▶ _Your task_
The records are to be repeated exactly, and any images in them are to be dropped.

▶ _Data records_
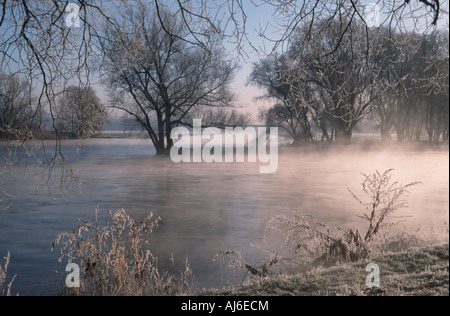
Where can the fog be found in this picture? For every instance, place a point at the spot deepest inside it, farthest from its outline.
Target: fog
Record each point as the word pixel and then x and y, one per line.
pixel 207 208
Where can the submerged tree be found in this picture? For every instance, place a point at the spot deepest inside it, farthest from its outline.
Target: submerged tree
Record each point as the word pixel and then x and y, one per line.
pixel 159 79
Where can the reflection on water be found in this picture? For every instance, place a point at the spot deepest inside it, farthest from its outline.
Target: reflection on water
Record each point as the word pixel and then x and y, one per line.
pixel 205 208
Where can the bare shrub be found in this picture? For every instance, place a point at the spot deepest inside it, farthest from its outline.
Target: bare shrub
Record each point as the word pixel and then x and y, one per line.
pixel 384 198
pixel 113 261
pixel 3 275
pixel 312 243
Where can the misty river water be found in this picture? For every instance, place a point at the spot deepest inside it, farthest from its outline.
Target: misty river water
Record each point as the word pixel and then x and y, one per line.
pixel 205 208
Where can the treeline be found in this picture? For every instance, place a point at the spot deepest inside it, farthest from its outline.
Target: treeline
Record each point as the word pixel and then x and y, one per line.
pixel 329 82
pixel 78 113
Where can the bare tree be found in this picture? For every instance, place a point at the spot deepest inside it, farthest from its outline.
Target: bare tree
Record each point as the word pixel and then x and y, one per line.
pixel 36 42
pixel 294 109
pixel 16 106
pixel 162 79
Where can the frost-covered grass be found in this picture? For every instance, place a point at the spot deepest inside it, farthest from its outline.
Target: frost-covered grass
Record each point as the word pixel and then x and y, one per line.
pixel 420 272
pixel 5 289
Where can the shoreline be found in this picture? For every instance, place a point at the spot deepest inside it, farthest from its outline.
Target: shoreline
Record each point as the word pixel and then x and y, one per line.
pixel 418 272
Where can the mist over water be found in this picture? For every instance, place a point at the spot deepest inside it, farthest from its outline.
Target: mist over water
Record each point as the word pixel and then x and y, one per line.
pixel 207 208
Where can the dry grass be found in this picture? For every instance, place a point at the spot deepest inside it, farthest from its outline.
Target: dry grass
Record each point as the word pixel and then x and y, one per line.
pixel 113 261
pixel 421 272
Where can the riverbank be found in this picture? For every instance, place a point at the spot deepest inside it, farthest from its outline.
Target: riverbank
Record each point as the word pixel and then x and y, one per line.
pixel 420 272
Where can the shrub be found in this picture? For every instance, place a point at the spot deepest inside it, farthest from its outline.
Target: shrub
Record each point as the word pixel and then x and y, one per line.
pixel 113 261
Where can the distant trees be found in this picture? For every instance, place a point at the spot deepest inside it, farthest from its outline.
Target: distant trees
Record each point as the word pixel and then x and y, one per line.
pixel 414 81
pixel 333 82
pixel 80 113
pixel 16 107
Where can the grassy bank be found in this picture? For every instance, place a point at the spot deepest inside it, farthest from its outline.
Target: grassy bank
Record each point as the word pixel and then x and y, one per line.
pixel 423 272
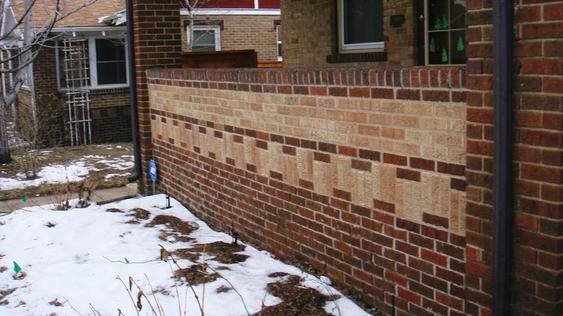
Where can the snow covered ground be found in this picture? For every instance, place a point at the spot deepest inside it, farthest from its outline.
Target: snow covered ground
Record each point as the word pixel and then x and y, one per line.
pixel 73 171
pixel 74 257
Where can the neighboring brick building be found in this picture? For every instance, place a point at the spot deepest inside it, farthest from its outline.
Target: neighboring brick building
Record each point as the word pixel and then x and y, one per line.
pixel 44 95
pixel 236 25
pixel 379 175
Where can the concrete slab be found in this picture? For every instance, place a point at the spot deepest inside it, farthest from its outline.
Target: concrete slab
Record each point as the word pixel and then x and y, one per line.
pixel 99 196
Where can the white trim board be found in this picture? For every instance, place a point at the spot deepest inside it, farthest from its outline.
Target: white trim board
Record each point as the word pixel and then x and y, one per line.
pixel 272 12
pixel 88 29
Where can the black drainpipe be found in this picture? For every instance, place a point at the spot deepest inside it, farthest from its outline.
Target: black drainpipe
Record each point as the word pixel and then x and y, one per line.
pixel 133 92
pixel 502 190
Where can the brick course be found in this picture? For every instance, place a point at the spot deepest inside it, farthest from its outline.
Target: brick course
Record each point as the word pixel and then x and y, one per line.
pixel 537 284
pixel 352 188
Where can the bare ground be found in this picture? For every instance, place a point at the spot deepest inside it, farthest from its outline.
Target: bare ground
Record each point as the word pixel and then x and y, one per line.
pixel 90 154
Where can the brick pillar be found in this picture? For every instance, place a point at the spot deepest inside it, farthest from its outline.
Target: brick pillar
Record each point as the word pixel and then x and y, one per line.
pixel 157 31
pixel 538 87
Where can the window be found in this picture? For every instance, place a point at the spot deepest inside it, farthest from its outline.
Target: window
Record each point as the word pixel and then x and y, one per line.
pixel 204 38
pixel 360 25
pixel 26 73
pixel 111 66
pixel 445 32
pixel 106 65
pixel 278 42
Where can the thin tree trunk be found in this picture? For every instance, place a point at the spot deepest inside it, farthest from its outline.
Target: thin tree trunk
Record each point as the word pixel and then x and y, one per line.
pixel 5 156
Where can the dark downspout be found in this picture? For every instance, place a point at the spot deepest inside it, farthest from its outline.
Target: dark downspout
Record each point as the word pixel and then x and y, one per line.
pixel 133 92
pixel 502 190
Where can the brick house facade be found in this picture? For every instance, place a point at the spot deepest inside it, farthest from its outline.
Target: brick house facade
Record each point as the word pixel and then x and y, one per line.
pixel 239 25
pixel 44 96
pixel 379 174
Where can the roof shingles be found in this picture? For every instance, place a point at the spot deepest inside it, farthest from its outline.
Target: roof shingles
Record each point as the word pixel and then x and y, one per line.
pixel 44 11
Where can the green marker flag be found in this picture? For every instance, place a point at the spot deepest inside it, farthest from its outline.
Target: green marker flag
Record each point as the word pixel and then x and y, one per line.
pixel 460 47
pixel 17 268
pixel 444 56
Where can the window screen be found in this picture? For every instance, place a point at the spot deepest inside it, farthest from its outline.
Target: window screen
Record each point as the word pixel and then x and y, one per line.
pixel 110 61
pixel 204 40
pixel 362 21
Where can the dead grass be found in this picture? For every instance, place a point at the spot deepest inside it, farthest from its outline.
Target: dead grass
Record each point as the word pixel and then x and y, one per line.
pixel 65 156
pixel 186 253
pixel 195 274
pixel 223 252
pixel 114 210
pixel 174 223
pixel 296 299
pixel 223 289
pixel 140 213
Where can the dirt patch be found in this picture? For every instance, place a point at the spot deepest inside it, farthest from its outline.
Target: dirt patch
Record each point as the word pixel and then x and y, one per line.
pixel 196 274
pixel 5 293
pixel 173 223
pixel 173 237
pixel 223 252
pixel 90 155
pixel 56 302
pixel 140 213
pixel 297 300
pixel 185 253
pixel 223 289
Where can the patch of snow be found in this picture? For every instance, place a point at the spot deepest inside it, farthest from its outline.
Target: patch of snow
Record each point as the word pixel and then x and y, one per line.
pixel 68 262
pixel 75 171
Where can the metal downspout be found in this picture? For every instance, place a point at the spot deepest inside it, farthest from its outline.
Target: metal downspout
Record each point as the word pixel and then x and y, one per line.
pixel 502 190
pixel 133 92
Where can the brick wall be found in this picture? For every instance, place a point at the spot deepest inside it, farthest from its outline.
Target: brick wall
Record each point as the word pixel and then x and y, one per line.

▶ _Exercise solution_
Where can the fog be found in this picture? For every instance, place a point at the spot deepest inside it, farthest from its outline.
Target: fog
Record each point as the word pixel and then x and y, one per line.
pixel 207 208
Where can the submerged tree be found in this picture? For every instance, place a point at the spot deepest inside it, farthest from its outline.
Target: submerged tree
Record each point as the word pixel and then x and y, one per line.
pixel 159 79
Where can the reflection on water be found in this picture? For every instance, place a point at the spot deepest inside it, farthest from its outline.
Target: reflection on water
Record each point as the word pixel and then x and y, one per line.
pixel 205 208
Where can the bare shrub be found in this picture? For every instance, place a point at the spot deepest inside it, farthest from its outline.
Target: bare shrub
Record each point as the word pixel and then x and y, one per line.
pixel 384 198
pixel 113 261
pixel 3 275
pixel 312 243
Where can the misty river water be found in this picture? For every instance, place a point at the spot deepest inside it, farthest from its outline.
Target: misty river water
Record each point as the word pixel and then x and y, one per line.
pixel 205 208
Where can the treeline be found in this picture? For every instance, place a point at the spot deepest inside it, farthest from its outline.
Target: treeline
Record each point as the word pixel and then x and y, one per line.
pixel 329 82
pixel 78 113
Where can the bare tree be found in this picture? For every instance, place a point at the spot deepest inside it, farthest from its outline.
Target: bare tree
Record each point as the word pixel and then x and y, one per line.
pixel 36 42
pixel 294 109
pixel 16 106
pixel 162 79
Where can the frost-covered grass be found in this picture? For every instance, place a point at the spot deepest inside it, farthest from its outline.
Target: frost-covered grass
Record each point as the word pixel and then x and y, one per line.
pixel 420 272
pixel 5 289
Where can the shoreline be found in this picture? For every instance, place a point at the spot deepest inside it, farthest from its outline.
Target: shoreline
Record each point as the word pixel and then x and y, one per line.
pixel 418 272
Where can the mist over water be found in this picture? For every instance, place a point at the spot deepest inside it, farthest from its outline.
Target: mist over water
Record each point as the word pixel and then x and y, one per line.
pixel 207 208
Where can the dry grass be found in this picture? For every instance, place a point at the spot deepest inside it, farthest from its outline.
Target: dry grass
Record each point as the word pixel and then x and y, one per line.
pixel 113 261
pixel 421 272
Where can the riverbank be found in this picture? For every instance, place a point at the spot deepest inside it, farthest from its outline.
Target: riverbank
Record each point as the word pixel and then x and y, one per line.
pixel 420 272
Where can the shrub be found in this picture? For every instance, place a point at the spot deepest inside it, farthest from its outline.
Target: shrub
Record each point as the word pixel and then x and y, one per line.
pixel 113 261
Where can the distant trees be found in this picture? For every instance, place a point at the spot deepest inside it, farthest from its outline.
Target: distant trees
Record each point as the word pixel and then x and y, one per line.
pixel 414 81
pixel 333 82
pixel 80 113
pixel 16 107
Where can the grassy bank be found in this picture? For every instance, place a point at the spot deepest inside it, farthest from its outline.
Target: grassy bank
Record each point as the word pixel and then x and y, one per line.
pixel 423 272
Where can the snow covered ground be found in this picture? For every instance, place a point at the spot deepest inside it, farthest from its outline.
Target: snow covered ground
Record each point as the word pixel and then x and y, one per line.
pixel 73 171
pixel 74 257
Where can the neighboring brick building be found in this picture? For every instance, place a point at the spot deepest inside it, farthest from its outline.
Target: neighboring brick building
Record each point as the word pixel and then x and y, one per line.
pixel 44 95
pixel 236 25
pixel 379 175
Where can the concrete slab be found in this picture? For every instance, place a point at the spot deepest inside it, farthest from its outline.
Target: concrete slab
Record each point as the word pixel and then x and y, one per line.
pixel 99 196
Where can the white trim board be found in this picture? For every instance, place a point at the spot deepest inside it, farthest from its outline.
Target: white trim board
Record each point as the word pixel and then x and y, one per line.
pixel 272 12
pixel 88 29
Where can the black drainpipe be found in this picture? For every instance, place a point at the spot deepest inside it, farthest from its outline.
Target: black drainpipe
Record each point as the word pixel and then x and y, one per line.
pixel 133 92
pixel 502 190
Where can the brick course be found in this picture? For every instance, place a point at the spot deepest inside it, farthest from its outline.
Target: brick course
Record each point as the word pixel and then x and y, one per line.
pixel 537 284
pixel 352 188
Where can the bare ground be found in this picture? For every instance, place a point at the spot deepest inside it, farthest from its outline.
Target: bare ground
Record each point as the word pixel and then x and y, one per line.
pixel 90 154
Where can the brick pillar be found in this picture? For every instance, place a point at the spot deepest inside it, farthest from its outline.
Target: brick pillar
Record each point as the word pixel and then x and y, one per line.
pixel 157 31
pixel 538 87
Where can the window be found in this picture? For every instance, place a point at the spot deepest inside it, farthest from its outline.
Target: window
Record each point as the word pixel and then x and y, one per line.
pixel 204 38
pixel 360 25
pixel 26 73
pixel 111 66
pixel 445 32
pixel 106 65
pixel 278 42
Where can the thin tree trunk be found in this picture? For every instance, place a point at the spot deepest inside it, farthest from its outline.
Target: thin tree trunk
Record each point as the word pixel and then x and y, one per line.
pixel 5 156
Where can the dark downspout be found in this picture? For every instance, place a point at the spot deepest inside it, farthest from its outline.
Target: dark downspout
Record each point as the word pixel and then x and y, one per line.
pixel 133 92
pixel 502 190
Where can the brick house facade be found in this picture? For every instance, place a point at the spot deepest inside it, farthest from its outline.
Target: brick house facade
Record each point as the word pixel and then x and y, one per line.
pixel 239 25
pixel 44 96
pixel 379 174
Where can the roof shingles be found in this picture? For every instance, place a point at the spot deepest inside it, farthest from its outline.
Target: roof shingles
Record each point as the word pixel and then x and y, one per line.
pixel 44 11
Where can the green marker flag be found in this picture? For every instance, place a point at the spot deepest inside it, farthest from its outline.
Target: green marker flag
Record each point as the word pixel and then x and y, one per line.
pixel 460 47
pixel 17 268
pixel 444 56
Where can the window screen be found in this picture? For every instance, place a point at the spot deepest inside it, farthest from its outline.
Target: window screen
Record each point as the word pixel and then x and y, one per line.
pixel 110 61
pixel 204 40
pixel 362 21
Where can the dead grass be found in this picture? For every instance, place a point at the spot deepest inside it, farthest from its outline.
Target: dead grass
Record each point as the word pixel and then x and y, one per line.
pixel 65 156
pixel 186 253
pixel 195 274
pixel 223 252
pixel 114 210
pixel 174 223
pixel 296 299
pixel 223 289
pixel 140 213
Where can the dirt patch be found in this picture? For every instance, place a point at the spot deepest inside it, farthest from its outline.
Target: dirt patch
Record each point as the word pixel and then x and y, one per line.
pixel 196 274
pixel 5 293
pixel 173 223
pixel 173 237
pixel 223 252
pixel 90 155
pixel 56 302
pixel 140 213
pixel 297 300
pixel 185 253
pixel 223 289
Where can the patch of snow be found in this picture? For every instance, place a point at the spot deepest inside it, farthest from its outline.
Target: patch of snow
Record each point as the word pixel and then x and y, one per line.
pixel 68 262
pixel 75 171
Where can the metal downspout be found in this picture? For every instance, place a point at the spot deepest inside it, farthest from its outline.
Target: metal downspout
Record each point as the word pixel and then x and y, one per line.
pixel 502 190
pixel 133 92
Where can the brick wall be found in this picture? For every instance, place a point at the spot deepest inside it, farthest from its outline.
Target: brick wall
Record each point as the word pixel and then x and y, one per line.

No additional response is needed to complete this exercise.